● REQUIRED TASK:
Pull out every line of the items below that contains the word "gondola", matching its case exactly.

(Data items)
---
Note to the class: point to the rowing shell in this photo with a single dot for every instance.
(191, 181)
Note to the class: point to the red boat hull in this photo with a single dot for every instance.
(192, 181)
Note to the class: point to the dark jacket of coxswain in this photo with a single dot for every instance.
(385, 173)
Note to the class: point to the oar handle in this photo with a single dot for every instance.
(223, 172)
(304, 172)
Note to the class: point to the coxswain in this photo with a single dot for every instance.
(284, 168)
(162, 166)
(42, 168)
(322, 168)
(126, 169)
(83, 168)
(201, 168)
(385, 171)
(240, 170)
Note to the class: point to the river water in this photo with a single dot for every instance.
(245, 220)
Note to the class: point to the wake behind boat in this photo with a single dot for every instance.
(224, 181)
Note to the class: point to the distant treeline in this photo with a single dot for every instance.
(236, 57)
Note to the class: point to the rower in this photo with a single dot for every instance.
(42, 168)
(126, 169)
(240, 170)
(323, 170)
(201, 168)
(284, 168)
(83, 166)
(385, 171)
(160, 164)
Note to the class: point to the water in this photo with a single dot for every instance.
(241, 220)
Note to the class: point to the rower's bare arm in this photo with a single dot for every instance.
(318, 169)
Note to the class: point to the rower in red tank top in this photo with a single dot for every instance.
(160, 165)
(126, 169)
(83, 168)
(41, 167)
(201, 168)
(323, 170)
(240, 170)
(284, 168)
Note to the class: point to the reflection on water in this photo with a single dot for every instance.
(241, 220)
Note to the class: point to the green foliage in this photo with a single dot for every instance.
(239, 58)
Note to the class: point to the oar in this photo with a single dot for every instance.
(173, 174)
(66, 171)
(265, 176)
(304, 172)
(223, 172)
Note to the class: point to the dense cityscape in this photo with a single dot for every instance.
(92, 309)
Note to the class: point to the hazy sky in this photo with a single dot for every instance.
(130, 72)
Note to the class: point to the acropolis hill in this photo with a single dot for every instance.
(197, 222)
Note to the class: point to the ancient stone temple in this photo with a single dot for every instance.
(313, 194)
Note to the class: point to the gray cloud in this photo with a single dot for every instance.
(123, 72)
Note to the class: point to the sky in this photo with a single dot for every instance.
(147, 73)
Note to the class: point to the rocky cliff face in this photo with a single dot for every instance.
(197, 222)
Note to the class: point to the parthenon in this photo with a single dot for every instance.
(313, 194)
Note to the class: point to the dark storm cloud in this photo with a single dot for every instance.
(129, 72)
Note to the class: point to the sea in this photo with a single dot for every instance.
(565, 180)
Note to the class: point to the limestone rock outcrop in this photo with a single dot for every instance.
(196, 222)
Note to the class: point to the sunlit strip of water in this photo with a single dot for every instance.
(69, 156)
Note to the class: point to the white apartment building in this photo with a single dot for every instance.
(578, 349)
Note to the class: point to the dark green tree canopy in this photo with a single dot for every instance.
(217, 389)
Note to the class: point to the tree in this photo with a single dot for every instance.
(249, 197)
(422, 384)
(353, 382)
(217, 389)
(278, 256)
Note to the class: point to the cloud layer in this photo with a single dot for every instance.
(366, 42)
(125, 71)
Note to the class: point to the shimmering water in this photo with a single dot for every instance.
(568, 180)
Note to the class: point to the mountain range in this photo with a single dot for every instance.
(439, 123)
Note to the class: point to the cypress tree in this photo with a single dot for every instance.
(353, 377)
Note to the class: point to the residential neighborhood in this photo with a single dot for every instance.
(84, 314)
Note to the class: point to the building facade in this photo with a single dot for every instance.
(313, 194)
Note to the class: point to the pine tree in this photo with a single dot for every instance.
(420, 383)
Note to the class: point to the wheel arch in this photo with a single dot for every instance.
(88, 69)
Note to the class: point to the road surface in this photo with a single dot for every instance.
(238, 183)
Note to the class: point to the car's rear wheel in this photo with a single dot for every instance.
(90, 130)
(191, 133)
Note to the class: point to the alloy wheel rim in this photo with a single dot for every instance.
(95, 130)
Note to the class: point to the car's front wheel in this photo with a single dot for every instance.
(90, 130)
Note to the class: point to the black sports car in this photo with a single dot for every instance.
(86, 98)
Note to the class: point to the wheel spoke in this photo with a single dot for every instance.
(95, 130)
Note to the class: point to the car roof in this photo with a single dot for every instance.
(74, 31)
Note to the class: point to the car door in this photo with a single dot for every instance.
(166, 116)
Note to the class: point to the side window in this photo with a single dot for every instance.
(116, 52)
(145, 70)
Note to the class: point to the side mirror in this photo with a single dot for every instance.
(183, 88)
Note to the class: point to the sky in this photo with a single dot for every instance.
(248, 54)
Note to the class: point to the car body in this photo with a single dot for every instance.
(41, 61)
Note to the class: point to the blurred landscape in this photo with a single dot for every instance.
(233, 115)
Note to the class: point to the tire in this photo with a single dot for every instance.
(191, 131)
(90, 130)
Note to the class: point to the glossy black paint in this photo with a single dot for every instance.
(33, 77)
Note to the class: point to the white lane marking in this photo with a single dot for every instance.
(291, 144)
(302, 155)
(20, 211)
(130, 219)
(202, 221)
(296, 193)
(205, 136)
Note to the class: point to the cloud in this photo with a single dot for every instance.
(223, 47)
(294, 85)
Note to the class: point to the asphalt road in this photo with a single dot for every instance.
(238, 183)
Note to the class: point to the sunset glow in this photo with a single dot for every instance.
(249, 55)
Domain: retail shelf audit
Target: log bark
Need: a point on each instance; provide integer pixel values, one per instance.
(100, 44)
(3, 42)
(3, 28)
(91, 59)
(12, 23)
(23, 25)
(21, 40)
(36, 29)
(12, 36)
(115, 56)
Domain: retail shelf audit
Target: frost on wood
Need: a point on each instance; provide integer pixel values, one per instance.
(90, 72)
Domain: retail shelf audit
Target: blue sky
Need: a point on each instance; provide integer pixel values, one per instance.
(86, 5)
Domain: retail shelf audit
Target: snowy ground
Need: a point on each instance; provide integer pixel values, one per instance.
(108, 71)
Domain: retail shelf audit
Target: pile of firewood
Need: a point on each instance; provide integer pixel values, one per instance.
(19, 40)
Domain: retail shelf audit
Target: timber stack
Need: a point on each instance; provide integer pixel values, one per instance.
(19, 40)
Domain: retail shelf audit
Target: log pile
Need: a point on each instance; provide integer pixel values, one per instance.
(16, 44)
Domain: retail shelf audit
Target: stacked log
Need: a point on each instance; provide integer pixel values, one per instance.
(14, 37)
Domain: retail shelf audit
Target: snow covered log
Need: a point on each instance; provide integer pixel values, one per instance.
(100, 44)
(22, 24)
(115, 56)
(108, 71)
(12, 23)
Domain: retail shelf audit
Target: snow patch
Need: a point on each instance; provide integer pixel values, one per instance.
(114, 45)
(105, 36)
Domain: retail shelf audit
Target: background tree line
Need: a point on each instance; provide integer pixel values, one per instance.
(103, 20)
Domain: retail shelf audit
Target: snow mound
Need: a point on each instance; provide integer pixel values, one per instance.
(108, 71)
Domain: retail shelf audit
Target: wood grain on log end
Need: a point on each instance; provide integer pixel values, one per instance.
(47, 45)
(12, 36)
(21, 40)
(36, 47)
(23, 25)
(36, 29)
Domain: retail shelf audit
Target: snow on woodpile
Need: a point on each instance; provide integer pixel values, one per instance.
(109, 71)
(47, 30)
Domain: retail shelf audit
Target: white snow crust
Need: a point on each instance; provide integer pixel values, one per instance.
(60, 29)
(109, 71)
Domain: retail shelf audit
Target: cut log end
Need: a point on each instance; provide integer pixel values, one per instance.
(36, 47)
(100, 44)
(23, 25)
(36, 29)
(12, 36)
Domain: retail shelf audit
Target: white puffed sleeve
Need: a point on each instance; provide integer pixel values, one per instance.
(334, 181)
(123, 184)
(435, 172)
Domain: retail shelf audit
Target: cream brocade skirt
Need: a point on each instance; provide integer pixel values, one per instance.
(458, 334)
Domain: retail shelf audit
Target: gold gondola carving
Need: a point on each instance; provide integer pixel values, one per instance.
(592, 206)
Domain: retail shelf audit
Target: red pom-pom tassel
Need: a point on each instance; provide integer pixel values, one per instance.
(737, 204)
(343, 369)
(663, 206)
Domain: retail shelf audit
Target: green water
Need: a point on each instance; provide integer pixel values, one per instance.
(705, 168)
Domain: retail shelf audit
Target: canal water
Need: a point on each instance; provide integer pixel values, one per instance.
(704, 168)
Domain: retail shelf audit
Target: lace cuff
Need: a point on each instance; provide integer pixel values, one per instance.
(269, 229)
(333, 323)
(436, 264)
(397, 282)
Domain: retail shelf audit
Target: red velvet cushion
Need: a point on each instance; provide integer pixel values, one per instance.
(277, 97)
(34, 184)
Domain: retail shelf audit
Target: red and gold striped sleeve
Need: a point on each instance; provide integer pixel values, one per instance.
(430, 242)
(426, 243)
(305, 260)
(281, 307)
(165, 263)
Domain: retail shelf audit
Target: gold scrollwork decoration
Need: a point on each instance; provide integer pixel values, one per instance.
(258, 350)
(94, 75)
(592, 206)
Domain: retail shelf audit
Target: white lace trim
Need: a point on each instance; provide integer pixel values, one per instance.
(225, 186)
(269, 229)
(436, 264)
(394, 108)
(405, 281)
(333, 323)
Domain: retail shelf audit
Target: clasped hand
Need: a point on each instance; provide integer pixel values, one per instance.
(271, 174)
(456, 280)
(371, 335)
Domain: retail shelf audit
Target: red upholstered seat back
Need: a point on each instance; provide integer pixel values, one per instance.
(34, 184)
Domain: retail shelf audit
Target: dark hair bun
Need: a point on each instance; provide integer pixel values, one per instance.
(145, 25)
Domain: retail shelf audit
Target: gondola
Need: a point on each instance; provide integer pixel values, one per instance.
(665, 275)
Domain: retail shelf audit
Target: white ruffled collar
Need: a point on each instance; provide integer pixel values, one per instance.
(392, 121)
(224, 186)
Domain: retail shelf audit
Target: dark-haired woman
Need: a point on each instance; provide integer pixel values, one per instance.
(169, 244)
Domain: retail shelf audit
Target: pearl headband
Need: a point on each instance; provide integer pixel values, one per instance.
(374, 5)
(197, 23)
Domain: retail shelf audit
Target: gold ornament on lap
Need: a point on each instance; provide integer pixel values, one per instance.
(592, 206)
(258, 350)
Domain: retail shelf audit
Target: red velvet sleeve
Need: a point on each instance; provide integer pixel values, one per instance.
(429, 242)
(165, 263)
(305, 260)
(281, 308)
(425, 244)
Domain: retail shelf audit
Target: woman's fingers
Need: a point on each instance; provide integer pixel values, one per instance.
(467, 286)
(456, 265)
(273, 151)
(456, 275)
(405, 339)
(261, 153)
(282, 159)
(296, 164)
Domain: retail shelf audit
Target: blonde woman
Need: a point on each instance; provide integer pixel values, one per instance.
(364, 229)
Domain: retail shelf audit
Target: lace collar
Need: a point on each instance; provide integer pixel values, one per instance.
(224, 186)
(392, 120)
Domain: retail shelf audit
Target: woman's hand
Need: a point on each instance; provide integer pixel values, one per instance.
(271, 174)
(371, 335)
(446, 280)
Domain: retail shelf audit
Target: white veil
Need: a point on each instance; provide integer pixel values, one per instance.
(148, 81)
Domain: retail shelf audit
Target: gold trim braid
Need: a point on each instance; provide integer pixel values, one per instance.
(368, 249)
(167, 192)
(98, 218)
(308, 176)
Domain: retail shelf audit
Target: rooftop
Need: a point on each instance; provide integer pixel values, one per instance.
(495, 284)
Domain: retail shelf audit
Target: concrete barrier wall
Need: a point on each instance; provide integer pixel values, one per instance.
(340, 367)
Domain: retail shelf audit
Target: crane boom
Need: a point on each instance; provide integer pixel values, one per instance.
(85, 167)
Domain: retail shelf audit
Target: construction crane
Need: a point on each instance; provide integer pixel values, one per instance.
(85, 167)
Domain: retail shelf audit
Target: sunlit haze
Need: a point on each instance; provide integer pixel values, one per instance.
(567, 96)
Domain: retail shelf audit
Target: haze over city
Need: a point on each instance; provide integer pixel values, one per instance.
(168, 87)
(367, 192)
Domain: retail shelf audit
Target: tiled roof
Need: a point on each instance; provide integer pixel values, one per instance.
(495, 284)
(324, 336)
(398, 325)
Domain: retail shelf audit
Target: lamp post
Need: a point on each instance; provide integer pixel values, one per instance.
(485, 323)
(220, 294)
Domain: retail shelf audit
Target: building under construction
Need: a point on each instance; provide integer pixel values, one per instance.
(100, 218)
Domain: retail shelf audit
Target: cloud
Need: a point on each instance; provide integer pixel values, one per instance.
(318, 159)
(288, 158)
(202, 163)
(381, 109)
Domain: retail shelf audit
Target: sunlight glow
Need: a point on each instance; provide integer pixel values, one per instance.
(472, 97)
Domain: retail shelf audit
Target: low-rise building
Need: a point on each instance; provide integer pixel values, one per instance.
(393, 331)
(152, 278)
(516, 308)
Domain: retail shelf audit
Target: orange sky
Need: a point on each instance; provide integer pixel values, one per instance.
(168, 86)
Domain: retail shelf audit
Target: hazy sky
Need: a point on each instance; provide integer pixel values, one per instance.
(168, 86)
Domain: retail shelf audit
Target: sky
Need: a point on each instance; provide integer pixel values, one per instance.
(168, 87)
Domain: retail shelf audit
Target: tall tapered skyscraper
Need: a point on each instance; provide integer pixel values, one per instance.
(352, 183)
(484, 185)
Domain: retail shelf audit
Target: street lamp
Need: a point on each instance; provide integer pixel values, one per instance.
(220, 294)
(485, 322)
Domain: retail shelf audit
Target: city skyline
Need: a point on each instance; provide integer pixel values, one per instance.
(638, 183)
---
● EXERCISE SOLUTION:
Target: gold gondola carving
Target: gondola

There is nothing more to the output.